▶ Exercise directions
Write out the data below line for line, leaving out the pictures.

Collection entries
+ + +

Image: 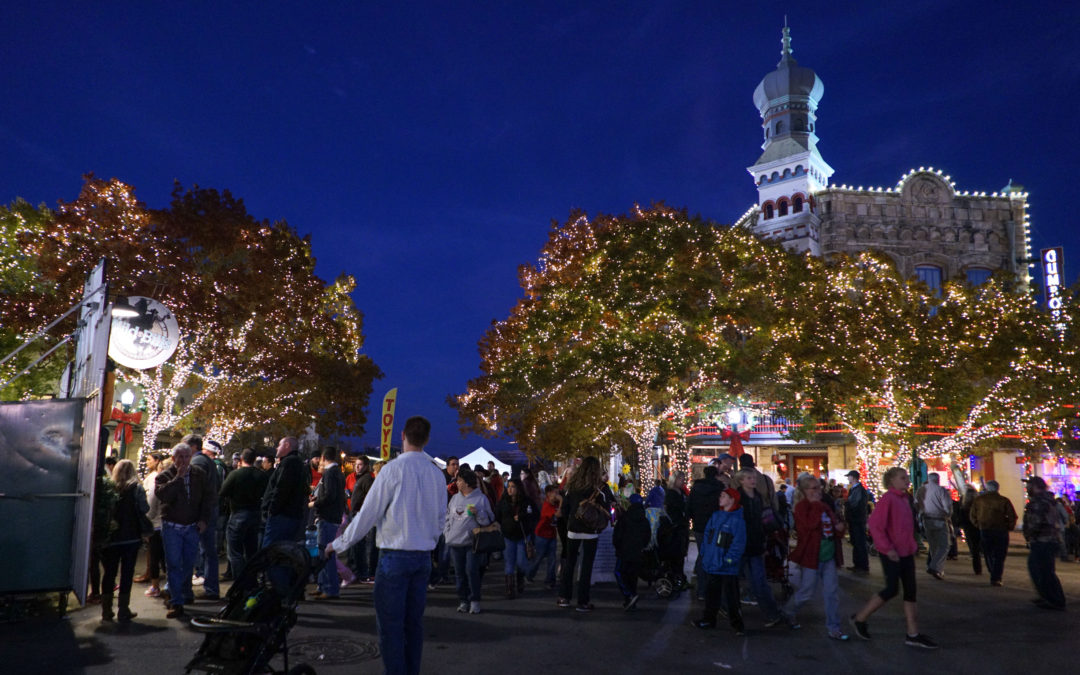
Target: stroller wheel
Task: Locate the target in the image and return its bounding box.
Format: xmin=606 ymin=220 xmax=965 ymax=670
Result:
xmin=656 ymin=578 xmax=675 ymax=599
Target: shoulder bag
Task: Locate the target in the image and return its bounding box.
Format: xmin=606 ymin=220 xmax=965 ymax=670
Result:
xmin=573 ymin=490 xmax=611 ymax=532
xmin=473 ymin=523 xmax=507 ymax=553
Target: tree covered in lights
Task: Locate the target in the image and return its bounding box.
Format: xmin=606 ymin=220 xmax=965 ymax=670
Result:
xmin=0 ymin=200 xmax=64 ymax=401
xmin=451 ymin=205 xmax=802 ymax=478
xmin=775 ymin=253 xmax=1076 ymax=490
xmin=0 ymin=176 xmax=380 ymax=450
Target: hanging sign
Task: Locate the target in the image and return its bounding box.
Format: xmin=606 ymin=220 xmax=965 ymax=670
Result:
xmin=1039 ymin=246 xmax=1065 ymax=322
xmin=109 ymin=296 xmax=180 ymax=370
xmin=379 ymin=387 xmax=397 ymax=461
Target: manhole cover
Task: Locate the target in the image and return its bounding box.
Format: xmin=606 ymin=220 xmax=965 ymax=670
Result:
xmin=288 ymin=637 xmax=379 ymax=666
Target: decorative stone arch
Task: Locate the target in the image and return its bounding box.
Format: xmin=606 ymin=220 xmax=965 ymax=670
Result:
xmin=901 ymin=251 xmax=958 ymax=280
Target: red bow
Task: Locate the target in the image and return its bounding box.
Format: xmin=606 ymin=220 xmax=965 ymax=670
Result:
xmin=720 ymin=429 xmax=750 ymax=457
xmin=109 ymin=408 xmax=143 ymax=443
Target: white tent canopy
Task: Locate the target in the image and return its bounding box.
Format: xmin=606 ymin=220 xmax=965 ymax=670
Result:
xmin=458 ymin=447 xmax=513 ymax=473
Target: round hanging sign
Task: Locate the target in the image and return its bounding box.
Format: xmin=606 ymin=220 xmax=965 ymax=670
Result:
xmin=109 ymin=295 xmax=180 ymax=370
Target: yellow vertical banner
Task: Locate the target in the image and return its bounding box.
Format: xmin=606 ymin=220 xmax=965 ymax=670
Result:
xmin=379 ymin=387 xmax=397 ymax=461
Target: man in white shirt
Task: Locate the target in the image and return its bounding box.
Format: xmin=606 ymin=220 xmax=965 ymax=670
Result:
xmin=920 ymin=473 xmax=953 ymax=579
xmin=325 ymin=417 xmax=446 ymax=675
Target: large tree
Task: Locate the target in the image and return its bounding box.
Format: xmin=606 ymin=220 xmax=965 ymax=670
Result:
xmin=0 ymin=177 xmax=380 ymax=449
xmin=774 ymin=253 xmax=1075 ymax=483
xmin=451 ymin=205 xmax=799 ymax=477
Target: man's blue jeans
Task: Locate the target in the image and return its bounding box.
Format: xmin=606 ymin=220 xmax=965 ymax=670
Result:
xmin=161 ymin=521 xmax=199 ymax=605
xmin=226 ymin=509 xmax=259 ymax=579
xmin=262 ymin=515 xmax=303 ymax=546
xmin=502 ymin=538 xmax=529 ymax=575
xmin=978 ymin=529 xmax=1009 ymax=581
xmin=446 ymin=544 xmax=481 ymax=603
xmin=373 ymin=549 xmax=431 ymax=675
xmin=743 ymin=554 xmax=780 ymax=621
xmin=1027 ymin=541 xmax=1065 ymax=609
xmin=525 ymin=536 xmax=558 ymax=586
xmin=199 ymin=511 xmax=221 ymax=595
xmin=319 ymin=521 xmax=341 ymax=597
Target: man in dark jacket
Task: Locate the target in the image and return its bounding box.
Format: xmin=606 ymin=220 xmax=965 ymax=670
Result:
xmin=311 ymin=447 xmax=345 ymax=599
xmin=262 ymin=436 xmax=309 ymax=546
xmin=153 ymin=443 xmax=217 ymax=619
xmin=843 ymin=470 xmax=870 ymax=573
xmin=1024 ymin=476 xmax=1065 ymax=610
xmin=349 ymin=455 xmax=378 ymax=582
xmin=180 ymin=434 xmax=224 ymax=600
xmin=220 ymin=448 xmax=270 ymax=578
xmin=611 ymin=495 xmax=652 ymax=611
xmin=686 ymin=464 xmax=724 ymax=600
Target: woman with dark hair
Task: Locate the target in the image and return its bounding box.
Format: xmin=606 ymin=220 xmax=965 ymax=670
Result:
xmin=102 ymin=459 xmax=150 ymax=621
xmin=134 ymin=451 xmax=165 ymax=597
xmin=495 ymin=478 xmax=537 ymax=599
xmin=558 ymin=457 xmax=615 ymax=612
xmin=783 ymin=475 xmax=848 ymax=640
xmin=443 ymin=467 xmax=495 ymax=615
xmin=521 ymin=468 xmax=543 ymax=509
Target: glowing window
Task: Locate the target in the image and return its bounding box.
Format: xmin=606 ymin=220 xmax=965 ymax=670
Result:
xmin=968 ymin=267 xmax=994 ymax=286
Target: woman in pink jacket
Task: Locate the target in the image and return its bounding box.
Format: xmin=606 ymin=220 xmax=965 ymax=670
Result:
xmin=851 ymin=467 xmax=937 ymax=649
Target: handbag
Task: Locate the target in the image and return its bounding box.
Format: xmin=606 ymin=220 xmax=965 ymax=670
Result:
xmin=473 ymin=523 xmax=507 ymax=553
xmin=573 ymin=490 xmax=611 ymax=532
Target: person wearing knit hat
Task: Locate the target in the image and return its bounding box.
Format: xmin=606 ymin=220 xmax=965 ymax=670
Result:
xmin=693 ymin=489 xmax=746 ymax=635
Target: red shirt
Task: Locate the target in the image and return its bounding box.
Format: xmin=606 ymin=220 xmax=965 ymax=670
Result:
xmin=535 ymin=499 xmax=558 ymax=539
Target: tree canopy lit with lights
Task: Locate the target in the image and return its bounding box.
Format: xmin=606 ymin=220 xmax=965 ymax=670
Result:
xmin=0 ymin=176 xmax=381 ymax=451
xmin=451 ymin=205 xmax=801 ymax=477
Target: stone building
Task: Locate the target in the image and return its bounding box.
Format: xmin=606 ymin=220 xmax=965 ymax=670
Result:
xmin=688 ymin=27 xmax=1032 ymax=503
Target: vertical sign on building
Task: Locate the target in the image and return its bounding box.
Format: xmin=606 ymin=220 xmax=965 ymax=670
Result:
xmin=379 ymin=387 xmax=397 ymax=461
xmin=1039 ymin=246 xmax=1065 ymax=327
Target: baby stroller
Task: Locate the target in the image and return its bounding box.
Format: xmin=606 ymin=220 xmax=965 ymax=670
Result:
xmin=639 ymin=515 xmax=690 ymax=599
xmin=186 ymin=541 xmax=325 ymax=675
xmin=765 ymin=528 xmax=794 ymax=599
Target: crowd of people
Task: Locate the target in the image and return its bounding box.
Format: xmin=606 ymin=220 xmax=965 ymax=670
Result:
xmin=91 ymin=429 xmax=1080 ymax=673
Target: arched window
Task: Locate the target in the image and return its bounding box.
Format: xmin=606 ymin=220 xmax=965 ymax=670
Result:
xmin=915 ymin=265 xmax=942 ymax=295
xmin=967 ymin=267 xmax=994 ymax=286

+ + +

▶ Result of this exercise
Image: 
Target: stroller wheel
Task: Locate the target in the image and return its bounding box.
Format: xmin=606 ymin=220 xmax=965 ymax=670
Result:
xmin=656 ymin=578 xmax=675 ymax=599
Target: shoulder bag
Task: Locate the target in the image and return its bounding box.
Format: xmin=606 ymin=220 xmax=965 ymax=670
Result:
xmin=573 ymin=490 xmax=611 ymax=532
xmin=473 ymin=523 xmax=507 ymax=553
Target: tree covered in lights
Task: Locate the target in the image and return its bounding box.
Format: xmin=606 ymin=220 xmax=965 ymax=670
Result:
xmin=0 ymin=200 xmax=64 ymax=401
xmin=451 ymin=205 xmax=802 ymax=478
xmin=775 ymin=253 xmax=1076 ymax=490
xmin=0 ymin=176 xmax=380 ymax=450
Target: hanging sign
Task: Locate the target in the image and return its bounding box.
Format: xmin=606 ymin=220 xmax=965 ymax=670
Result:
xmin=1039 ymin=246 xmax=1065 ymax=322
xmin=109 ymin=296 xmax=180 ymax=370
xmin=379 ymin=387 xmax=397 ymax=461
Target: manhole cover
Task: Locate the target in the image and return its bounding box.
Format: xmin=606 ymin=220 xmax=965 ymax=670
Result:
xmin=288 ymin=637 xmax=379 ymax=666
Target: decorative stone arch
Task: Locate the target in the image and return its bounding box.
Format: xmin=606 ymin=220 xmax=965 ymax=670
Result:
xmin=901 ymin=251 xmax=958 ymax=280
Target: red bow
Task: Locate the target in the image and return its bounding box.
Format: xmin=606 ymin=220 xmax=965 ymax=670
Result:
xmin=720 ymin=429 xmax=750 ymax=457
xmin=109 ymin=408 xmax=143 ymax=443
Target: white tent canopy
Task: Locate the target in the image and return its bounding box.
Format: xmin=606 ymin=220 xmax=965 ymax=670
Result:
xmin=458 ymin=447 xmax=513 ymax=473
Target: round hanging sign
Task: Locate the target in the image and return its bounding box.
Format: xmin=606 ymin=220 xmax=965 ymax=670
Result:
xmin=109 ymin=295 xmax=180 ymax=370
Target: yellow vertical banner
Task: Locate the target in the image and return its bounding box.
Format: xmin=606 ymin=220 xmax=965 ymax=670
Result:
xmin=379 ymin=387 xmax=397 ymax=461
Target: man in white shirt
Task: Locate the target in the image and return its bounding box.
Format: xmin=606 ymin=220 xmax=965 ymax=670
Result:
xmin=920 ymin=473 xmax=953 ymax=579
xmin=325 ymin=417 xmax=446 ymax=675
Target: large tree
Task: Locate the target in the image and return its bounding box.
Format: xmin=606 ymin=220 xmax=965 ymax=670
Result:
xmin=0 ymin=177 xmax=380 ymax=449
xmin=774 ymin=253 xmax=1075 ymax=483
xmin=451 ymin=205 xmax=799 ymax=477
Target: man's blue jeans
Task: Locate the target in the image and return its bounding box.
Format: xmin=606 ymin=220 xmax=965 ymax=670
Result:
xmin=161 ymin=521 xmax=199 ymax=605
xmin=226 ymin=509 xmax=259 ymax=579
xmin=262 ymin=515 xmax=303 ymax=546
xmin=502 ymin=538 xmax=529 ymax=575
xmin=978 ymin=529 xmax=1009 ymax=581
xmin=446 ymin=544 xmax=481 ymax=603
xmin=373 ymin=549 xmax=431 ymax=675
xmin=743 ymin=554 xmax=780 ymax=621
xmin=1027 ymin=541 xmax=1065 ymax=609
xmin=525 ymin=536 xmax=558 ymax=586
xmin=199 ymin=511 xmax=221 ymax=595
xmin=319 ymin=521 xmax=341 ymax=597
Target: man in dark jacket
Task: Locate the target in the image and return its bounding box.
Format: xmin=606 ymin=220 xmax=965 ymax=670
Result:
xmin=311 ymin=447 xmax=345 ymax=599
xmin=262 ymin=436 xmax=309 ymax=546
xmin=153 ymin=443 xmax=217 ymax=619
xmin=843 ymin=470 xmax=870 ymax=573
xmin=1024 ymin=476 xmax=1065 ymax=610
xmin=349 ymin=455 xmax=378 ymax=582
xmin=180 ymin=434 xmax=224 ymax=600
xmin=220 ymin=448 xmax=270 ymax=578
xmin=611 ymin=495 xmax=652 ymax=611
xmin=686 ymin=464 xmax=724 ymax=600
Target: woman with dark hair
Task: Locate the target in the image and return its bounding box.
Format: xmin=606 ymin=220 xmax=965 ymax=670
Result:
xmin=102 ymin=459 xmax=150 ymax=621
xmin=134 ymin=451 xmax=165 ymax=597
xmin=495 ymin=478 xmax=537 ymax=599
xmin=558 ymin=457 xmax=615 ymax=612
xmin=783 ymin=475 xmax=848 ymax=640
xmin=443 ymin=467 xmax=495 ymax=615
xmin=521 ymin=468 xmax=543 ymax=509
Target: glowing window
Task: Locate the target in the image and return its bounding box.
Format: xmin=606 ymin=220 xmax=965 ymax=670
Result:
xmin=968 ymin=267 xmax=994 ymax=286
Target: woman in pink jacket
Task: Locate the target in the image and return its bounding box.
Format: xmin=606 ymin=220 xmax=965 ymax=670
Result:
xmin=851 ymin=467 xmax=937 ymax=649
Target: handbag
Task: Locate the target in the image and return its bounding box.
Format: xmin=606 ymin=220 xmax=965 ymax=670
Result:
xmin=473 ymin=523 xmax=507 ymax=553
xmin=573 ymin=490 xmax=611 ymax=532
Target: person wearing knit hat
Task: Locate the target in the image and return its bounding box.
Format: xmin=606 ymin=220 xmax=965 ymax=670
Result:
xmin=693 ymin=489 xmax=746 ymax=635
Target: red shirt
Task: Locate the target in the image and return its bounding box.
Format: xmin=606 ymin=220 xmax=965 ymax=670
Result:
xmin=535 ymin=499 xmax=558 ymax=539
Target: tree canopy lit with lights
Task: Locate the target in the image and return its bounding box.
Format: xmin=606 ymin=220 xmax=965 ymax=670
Result:
xmin=0 ymin=176 xmax=381 ymax=451
xmin=451 ymin=205 xmax=801 ymax=477
Target: stone building
Task: Locate the target in the image and return its bounding box.
Format: xmin=606 ymin=220 xmax=965 ymax=670
Result:
xmin=688 ymin=27 xmax=1032 ymax=503
Target: vertical sign on building
Task: Locate the target in the image and return its bounding box.
Format: xmin=606 ymin=220 xmax=965 ymax=670
Result:
xmin=379 ymin=387 xmax=397 ymax=461
xmin=1039 ymin=246 xmax=1065 ymax=327
Target: baby stroller
Task: Locate the target in the image and return its bounding box.
Format: xmin=606 ymin=220 xmax=965 ymax=670
Result:
xmin=639 ymin=515 xmax=690 ymax=599
xmin=186 ymin=541 xmax=325 ymax=675
xmin=765 ymin=528 xmax=794 ymax=599
Target: crowd of people
Task: Locate the target in the image and return its bounding box.
Format: xmin=606 ymin=220 xmax=965 ymax=670
Result:
xmin=91 ymin=429 xmax=1080 ymax=673
Target: arched window
Task: Locate the target in the image and return its bounding box.
Format: xmin=606 ymin=220 xmax=965 ymax=670
Result:
xmin=915 ymin=265 xmax=942 ymax=295
xmin=967 ymin=267 xmax=994 ymax=286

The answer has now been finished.